## START Selected text
Doyle, Barlow & Mazard PLLC

On April 2, 2013, the Federal Trade Commission (“FTC”) and Charlotte Pipe and Foundry, (“Charlotte Pipe”), a leading producer and seller of cast iron soil pipes (“CISP”) used for sewage and drainage in the United States, entered into a settlement agreement to resolve the FTC's concerns related to Charlotte Pipe's acquisition of its competitor, Star Pipe Products, Inc. (“Star Pipe”) in 2010.
The FTC alleges that Charlotte Pipe's acquisition of Star Pipe harmed competition in the highly concentrated CISP market. CISP products are important components of pipeline systems used to transport wastewater from commercial, industrial, and multi-story buildings to municipal sewage systems, to vent plumbing systems, and to transport rainwater to storm drains. Construction firms, plumbers, and developers throughout the United States use CISP products.

In 2010, upwards of ninety percent of all CISP sales were made through one of two companies: Charlotte Pipe or McWane, Inc. When Star Pipe first entered into the market in 2007, it was able to make a foothold in face of stiff competition from the two larger players through aggressive pricing strategies. Star Pipe's tactics led to healthy competition and ultimately lower prices for consumers. With Charlotte Pipe's acquisition of Star Pipe, Charlotte Pipe and McWane were able to operate without a third aggressive competitor.
## END Selected text
## START Given information
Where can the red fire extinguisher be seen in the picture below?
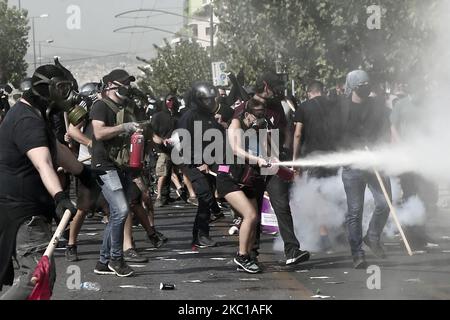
## END Given information
Reproduce the text about the FTC settlement with Charlotte Pipe word for word, in its entirety.

The completed task:
Doyle, Barlow & Mazard PLLC

On April 2, 2013, the Federal Trade Commission (“FTC”) and Charlotte Pipe and Foundry, (“Charlotte Pipe”), a leading producer and seller of cast iron soil pipes (“CISP”) used for sewage and drainage in the United States, entered into a settlement agreement to resolve the FTC's concerns related to Charlotte Pipe's acquisition of its competitor, Star Pipe Products, Inc. (“Star Pipe”) in 2010.
The FTC alleges that Charlotte Pipe's acquisition of Star Pipe harmed competition in the highly concentrated CISP market. CISP products are important components of pipeline systems used to transport wastewater from commercial, industrial, and multi-story buildings to municipal sewage systems, to vent plumbing systems, and to transport rainwater to storm drains. Construction firms, plumbers, and developers throughout the United States use CISP products.

In 2010, upwards of ninety percent of all CISP sales were made through one of two companies: Charlotte Pipe or McWane, Inc. When Star Pipe first entered into the market in 2007, it was able to make a foothold in face of stiff competition from the two larger players through aggressive pricing strategies. Star Pipe's tactics led to healthy competition and ultimately lower prices for consumers. With Charlotte Pipe's acquisition of Star Pipe, Charlotte Pipe and McWane were able to operate without a third aggressive competitor.